==== ТЕКСТ ДЛЯ ЧТЕНИЯ ====

Первого учителя безбожного и богопротивного знания, Аверроэса, обличавшего «Трех Обманщиков», Моисея, Христа, Магомета[30] и «лаявшего на Господа, как бешеный пес»[31], Данте увидит, вместе с Орфеем, Эмпедоклом, Сократом, Сенекой и другими великими учителями древности, в ясной области Лимбов, Элизиуме святых язычников:
Там, на лугу, зеленом и цветущем,
Мужи с медлительным и важным взором,
В чьих лицах был великой власти признак,
Беседовали в сладкой тишине[32].
Церковью осужденный за ересь ученик Аверроэса – Антихриста, теолог Сигер Брабантский (1226—1284), начал первый учить в Париже, на улице Соломы, близ Сорбонны, где Данте мог слышать его, – о двух несоединимо-параллельных путях Веры и Знания, доказывая в блестящей игре силлогизмов, что бытие Бога, загробную жизнь, Искупление и прочие святейшие истины веры он вынужден принять, как христианин, но должен отвергнуть, как философ[33]. Данте увидит его в четвертом небе Солнца, в сонме великих учителей Церкви, рядом с обличавшим его в ереси, св. Фомой Аквинским; тот на него Данте и укажет:
То пламя вечное – душа Сигера,
Который зависть в людях возбуждал,
Когда учил на улице Соломы,
Глубоким истинам в искусных силлогизмах[34].

==== ЗАПИСИ НАБОРА ДАННЫХ ====

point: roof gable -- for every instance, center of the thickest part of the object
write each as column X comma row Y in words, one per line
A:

====
==== ЗАПИСИ НАБОРА ДАННЫХ ====

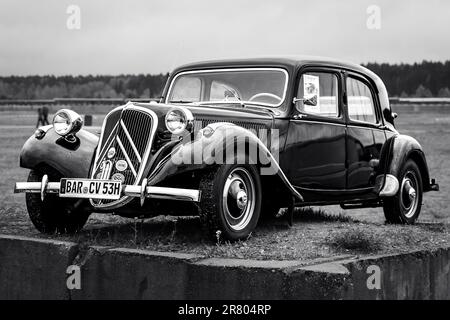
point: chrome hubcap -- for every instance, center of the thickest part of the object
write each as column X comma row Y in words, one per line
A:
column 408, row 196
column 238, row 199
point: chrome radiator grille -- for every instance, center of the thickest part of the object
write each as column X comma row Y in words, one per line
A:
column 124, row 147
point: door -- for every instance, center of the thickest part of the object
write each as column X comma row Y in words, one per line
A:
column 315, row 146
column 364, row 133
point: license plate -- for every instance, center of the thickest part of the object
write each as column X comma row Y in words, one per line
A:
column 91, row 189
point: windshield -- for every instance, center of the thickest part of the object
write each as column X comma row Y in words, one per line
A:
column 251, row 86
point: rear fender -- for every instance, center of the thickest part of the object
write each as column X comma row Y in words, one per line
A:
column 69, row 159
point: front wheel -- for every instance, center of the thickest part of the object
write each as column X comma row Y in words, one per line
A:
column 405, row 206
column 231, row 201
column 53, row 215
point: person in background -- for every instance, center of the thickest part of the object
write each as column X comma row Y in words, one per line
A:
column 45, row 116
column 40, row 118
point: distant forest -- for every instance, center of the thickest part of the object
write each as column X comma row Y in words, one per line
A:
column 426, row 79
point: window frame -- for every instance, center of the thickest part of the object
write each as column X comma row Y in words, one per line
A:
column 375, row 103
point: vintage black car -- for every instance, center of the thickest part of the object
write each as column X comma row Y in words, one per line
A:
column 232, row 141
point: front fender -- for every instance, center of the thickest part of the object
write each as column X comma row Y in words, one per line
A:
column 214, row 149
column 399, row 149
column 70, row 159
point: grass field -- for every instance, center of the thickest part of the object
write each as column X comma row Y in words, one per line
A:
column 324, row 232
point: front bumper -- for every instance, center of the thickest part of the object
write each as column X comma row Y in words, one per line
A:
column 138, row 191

====

- _ЗАДАНИЕ_: Перепишите дословно фрагмент текста о Данте от слов «Церковью осужденный за» до слов «в искусных силлогизмах[34].».

- _ОТВЕТ НА ЗАДАНИЕ_:
Церковью осужденный за ересь ученик Аверроэса – Антихриста, теолог Сигер Брабантский (1226—1284), начал первый учить в Париже, на улице Соломы, близ Сорбонны, где Данте мог слышать его, – о двух несоединимо-параллельных путях Веры и Знания, доказывая в блестящей игре силлогизмов, что бытие Бога, загробную жизнь, Искупление и прочие святейшие истины веры он вынужден принять, как христианин, но должен отвергнуть, как философ[33]. Данте увидит его в четвертом небе Солнца, в сонме великих учителей Церкви, рядом с обличавшим его в ереси, св. Фомой Аквинским; тот на него Данте и укажет:
То пламя вечное – душа Сигера,
Который зависть в людях возбуждал,
Когда учил на улице Соломы,
Глубоким истинам в искусных силлогизмах[34].